**WRITTEN REQUEST**
Copy every line of the records below word for word, leaving out the pictures.

....

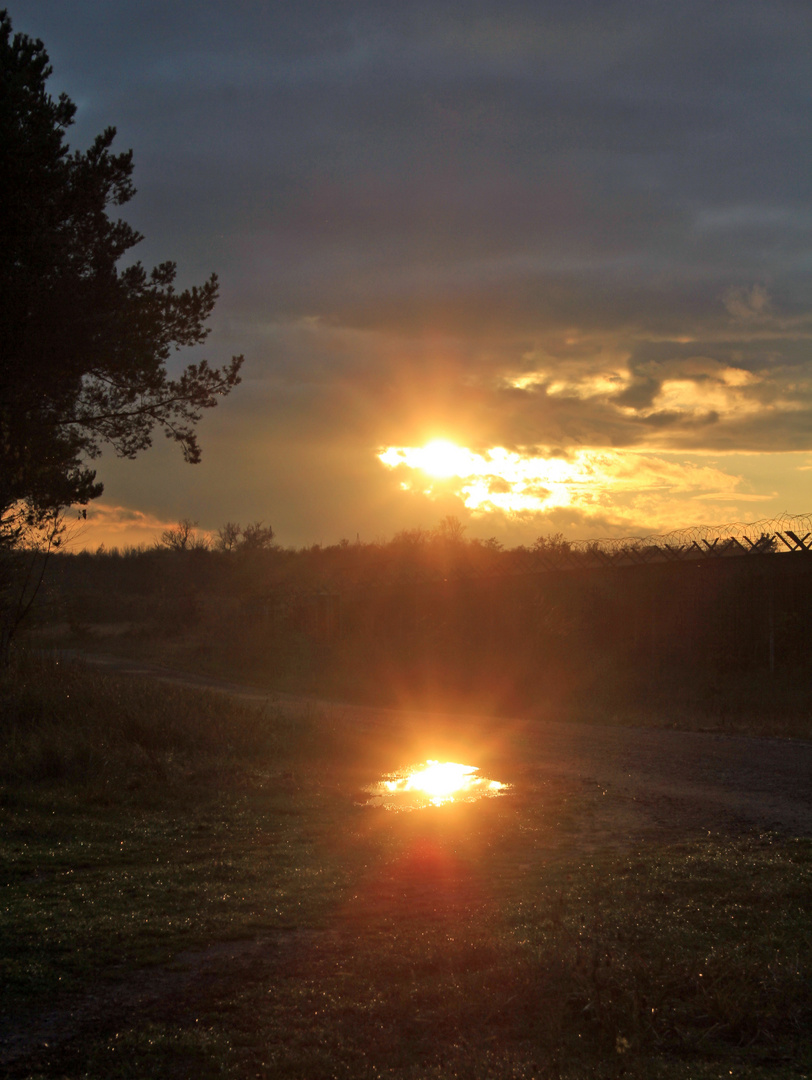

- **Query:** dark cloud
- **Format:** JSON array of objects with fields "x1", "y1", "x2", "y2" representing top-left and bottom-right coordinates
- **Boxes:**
[{"x1": 10, "y1": 0, "x2": 812, "y2": 539}]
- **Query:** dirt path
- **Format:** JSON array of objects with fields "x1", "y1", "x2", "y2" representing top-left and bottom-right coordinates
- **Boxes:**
[
  {"x1": 6, "y1": 653, "x2": 812, "y2": 1076},
  {"x1": 69, "y1": 654, "x2": 812, "y2": 839}
]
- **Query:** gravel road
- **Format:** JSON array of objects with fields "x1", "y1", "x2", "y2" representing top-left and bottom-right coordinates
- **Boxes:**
[{"x1": 69, "y1": 656, "x2": 812, "y2": 837}]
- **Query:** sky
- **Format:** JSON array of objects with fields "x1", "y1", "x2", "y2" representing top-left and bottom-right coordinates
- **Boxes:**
[{"x1": 8, "y1": 0, "x2": 812, "y2": 548}]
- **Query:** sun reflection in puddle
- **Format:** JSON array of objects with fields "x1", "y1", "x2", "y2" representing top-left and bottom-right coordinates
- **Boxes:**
[{"x1": 366, "y1": 759, "x2": 506, "y2": 810}]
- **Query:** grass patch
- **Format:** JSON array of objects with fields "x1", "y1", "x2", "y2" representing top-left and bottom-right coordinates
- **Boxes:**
[{"x1": 0, "y1": 661, "x2": 812, "y2": 1080}]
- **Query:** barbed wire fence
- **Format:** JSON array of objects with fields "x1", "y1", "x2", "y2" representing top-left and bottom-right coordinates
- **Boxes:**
[{"x1": 532, "y1": 514, "x2": 812, "y2": 569}]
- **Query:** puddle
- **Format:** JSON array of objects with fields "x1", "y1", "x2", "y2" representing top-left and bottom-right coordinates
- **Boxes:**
[{"x1": 365, "y1": 759, "x2": 508, "y2": 810}]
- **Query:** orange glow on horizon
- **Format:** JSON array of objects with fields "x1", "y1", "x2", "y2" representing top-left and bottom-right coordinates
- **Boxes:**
[{"x1": 378, "y1": 438, "x2": 746, "y2": 528}]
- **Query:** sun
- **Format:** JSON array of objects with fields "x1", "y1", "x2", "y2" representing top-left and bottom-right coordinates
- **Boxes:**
[{"x1": 419, "y1": 438, "x2": 469, "y2": 477}]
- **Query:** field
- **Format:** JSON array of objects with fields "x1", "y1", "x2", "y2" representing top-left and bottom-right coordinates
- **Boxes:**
[{"x1": 0, "y1": 659, "x2": 812, "y2": 1080}]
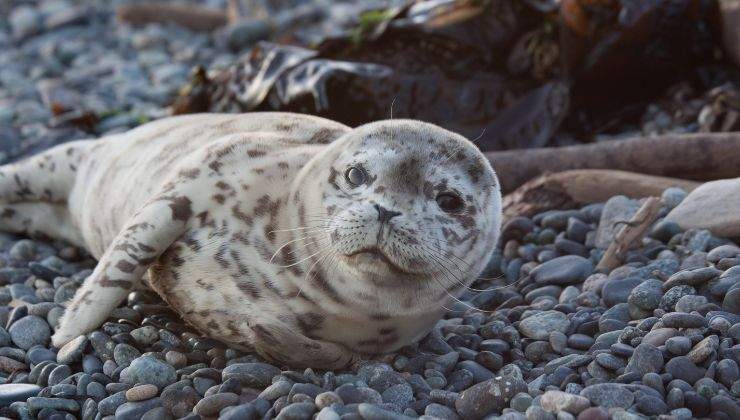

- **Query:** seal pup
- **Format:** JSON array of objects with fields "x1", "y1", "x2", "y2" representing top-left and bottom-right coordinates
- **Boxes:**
[{"x1": 0, "y1": 113, "x2": 501, "y2": 369}]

....

**RESULT OF THE TASK**
- **Query:** dark cloud
- **Format:** JSON array of objects with fields "x1", "y1", "x2", "y2" representing top-left and bottom-right coordinates
- **Boxes:**
[{"x1": 10, "y1": 0, "x2": 812, "y2": 539}]
- **Query:** dirt path
- **Format:** JSON array of objects with fields "x1", "y1", "x2", "y2" representing top-left and bottom-right coordinates
- **Boxes:**
[
  {"x1": 6, "y1": 653, "x2": 812, "y2": 1076},
  {"x1": 69, "y1": 654, "x2": 812, "y2": 839}
]
- **Query:** gravel road
- **Format:** JSON array of objects with fields "x1", "y1", "x2", "y2" representing top-left and bottom-right coordinates
- **Boxes:**
[{"x1": 69, "y1": 656, "x2": 812, "y2": 837}]
- **Query:** sky
- **Format:** JSON array of objects with fields "x1", "y1", "x2", "y2" representing top-left and bottom-right coordinates
- **Boxes:**
[{"x1": 8, "y1": 0, "x2": 812, "y2": 548}]
- **Query:** sun reflection in puddle
- **Format:** JSON array of objects with fields "x1", "y1", "x2", "y2" representing top-left and bottom-right coordinates
- **Boxes:**
[{"x1": 366, "y1": 759, "x2": 506, "y2": 810}]
- **Query:** grass patch
- **Format:** JSON array of objects with fields "x1", "y1", "x2", "y2" representing top-left and bottom-right coordinates
- **Boxes:**
[{"x1": 0, "y1": 661, "x2": 812, "y2": 1080}]
- **Query:** barbed wire fence
- **Format:** JSON array of objects with fields "x1", "y1", "x2", "y2" representing top-left and bottom-right coordinates
- **Boxes:**
[{"x1": 532, "y1": 514, "x2": 812, "y2": 569}]
- **Query:** puddle
- **Format:** JSON array of objects with fields "x1", "y1", "x2", "y2" representing top-left and bottom-right coordinates
- **Boxes:**
[{"x1": 365, "y1": 759, "x2": 508, "y2": 810}]
- **Query:** orange glow on horizon
- **Format:** JSON array of objects with fields "x1", "y1", "x2", "y2" representing top-left and bottom-right coordinates
- **Boxes:**
[{"x1": 378, "y1": 438, "x2": 746, "y2": 528}]
- **Query:** sun
- **Format:** JSON array of objects with fields "x1", "y1", "x2", "y2" representing top-left and bottom-right coordinates
- **Boxes:**
[{"x1": 419, "y1": 438, "x2": 469, "y2": 477}]
- **Query:** field
- **Format:** JSON array of objects with fields "x1", "y1", "x2", "y2" representing top-left and bottom-right coordinates
- **Boxes:**
[{"x1": 0, "y1": 659, "x2": 812, "y2": 1080}]

- **Query:** seal pup
- **Format:** JSON array of objects with fields "x1", "y1", "x2", "y2" representing top-left and bottom-right coordinates
- **Boxes:**
[{"x1": 0, "y1": 113, "x2": 501, "y2": 369}]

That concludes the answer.